SET PROBLEM –
Filter the entries below and copy out every line that contains the word "distant".

━━ DATA SUPPLIED

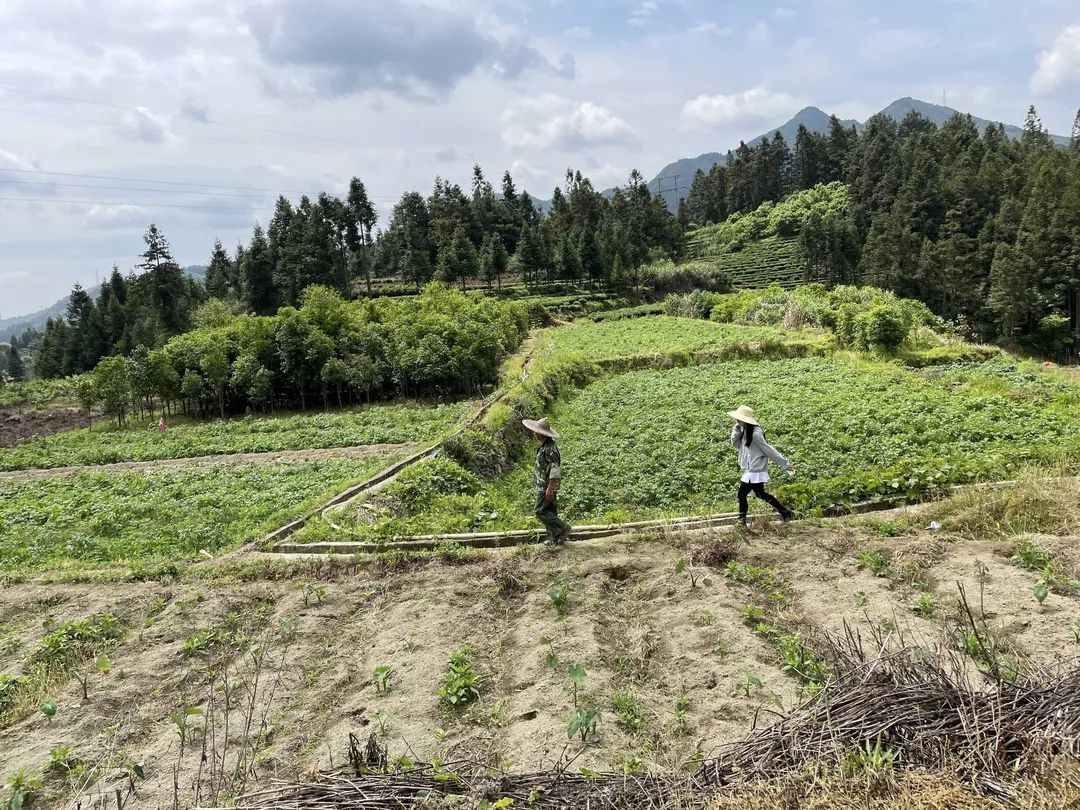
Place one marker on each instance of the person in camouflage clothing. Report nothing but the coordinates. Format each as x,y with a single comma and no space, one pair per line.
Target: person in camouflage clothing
547,478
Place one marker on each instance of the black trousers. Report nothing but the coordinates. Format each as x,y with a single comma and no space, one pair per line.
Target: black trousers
547,512
757,489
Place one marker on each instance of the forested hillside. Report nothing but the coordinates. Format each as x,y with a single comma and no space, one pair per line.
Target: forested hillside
985,229
980,227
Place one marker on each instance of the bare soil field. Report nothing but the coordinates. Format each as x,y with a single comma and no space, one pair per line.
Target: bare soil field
219,684
22,423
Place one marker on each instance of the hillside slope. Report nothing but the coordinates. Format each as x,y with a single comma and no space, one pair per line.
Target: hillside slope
815,120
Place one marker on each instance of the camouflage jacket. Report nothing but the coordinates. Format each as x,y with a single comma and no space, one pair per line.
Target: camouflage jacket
549,464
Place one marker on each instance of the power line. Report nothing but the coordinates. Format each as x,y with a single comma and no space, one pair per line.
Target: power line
162,183
129,188
184,134
215,122
147,179
129,204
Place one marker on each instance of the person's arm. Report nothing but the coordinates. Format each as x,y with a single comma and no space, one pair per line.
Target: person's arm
771,451
554,473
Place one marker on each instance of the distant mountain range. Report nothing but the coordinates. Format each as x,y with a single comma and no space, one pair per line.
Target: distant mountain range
814,120
15,326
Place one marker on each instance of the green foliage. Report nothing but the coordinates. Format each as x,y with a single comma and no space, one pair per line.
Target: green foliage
100,517
381,678
872,760
783,218
629,711
395,423
461,684
923,606
582,724
21,787
559,598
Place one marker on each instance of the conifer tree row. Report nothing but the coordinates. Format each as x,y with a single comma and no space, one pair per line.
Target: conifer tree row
979,226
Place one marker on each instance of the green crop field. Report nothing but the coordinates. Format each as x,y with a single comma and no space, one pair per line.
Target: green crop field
760,264
392,423
655,443
660,335
93,517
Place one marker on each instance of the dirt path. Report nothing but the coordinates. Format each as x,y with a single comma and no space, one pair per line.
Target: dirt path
180,464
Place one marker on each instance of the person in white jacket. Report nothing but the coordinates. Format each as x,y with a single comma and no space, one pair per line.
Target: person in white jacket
754,456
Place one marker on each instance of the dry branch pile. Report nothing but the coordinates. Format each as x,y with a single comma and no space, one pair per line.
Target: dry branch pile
930,713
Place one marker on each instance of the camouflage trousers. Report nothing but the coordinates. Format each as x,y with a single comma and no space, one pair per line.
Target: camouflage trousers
547,512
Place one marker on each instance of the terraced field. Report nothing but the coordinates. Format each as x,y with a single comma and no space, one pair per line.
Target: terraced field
758,265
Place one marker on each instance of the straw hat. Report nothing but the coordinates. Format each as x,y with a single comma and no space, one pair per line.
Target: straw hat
540,427
743,414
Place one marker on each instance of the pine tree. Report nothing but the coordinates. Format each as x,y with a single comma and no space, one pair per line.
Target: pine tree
569,260
363,216
169,289
15,368
218,272
257,275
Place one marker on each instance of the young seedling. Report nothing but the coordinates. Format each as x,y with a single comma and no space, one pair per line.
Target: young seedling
558,596
629,711
923,606
578,678
685,565
21,787
381,678
682,706
582,724
751,682
180,720
1041,592
461,684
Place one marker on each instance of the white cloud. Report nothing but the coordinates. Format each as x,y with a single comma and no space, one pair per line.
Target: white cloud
551,122
758,36
885,45
1060,63
643,14
706,27
146,126
194,111
108,216
734,108
14,161
418,49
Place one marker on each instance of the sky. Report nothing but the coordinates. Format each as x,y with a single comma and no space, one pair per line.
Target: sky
194,115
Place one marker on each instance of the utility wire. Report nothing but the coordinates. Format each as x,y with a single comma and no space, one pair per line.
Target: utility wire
130,204
162,183
129,188
183,134
147,179
215,122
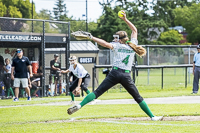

━━━━

SOLUTION FOR THIS TASK –
Place one marker on each instance of the distant mountain range. Report nothing but the coordinates. Format each as x,y with a single comma and no space, one pair per line.
Target: distant mountain range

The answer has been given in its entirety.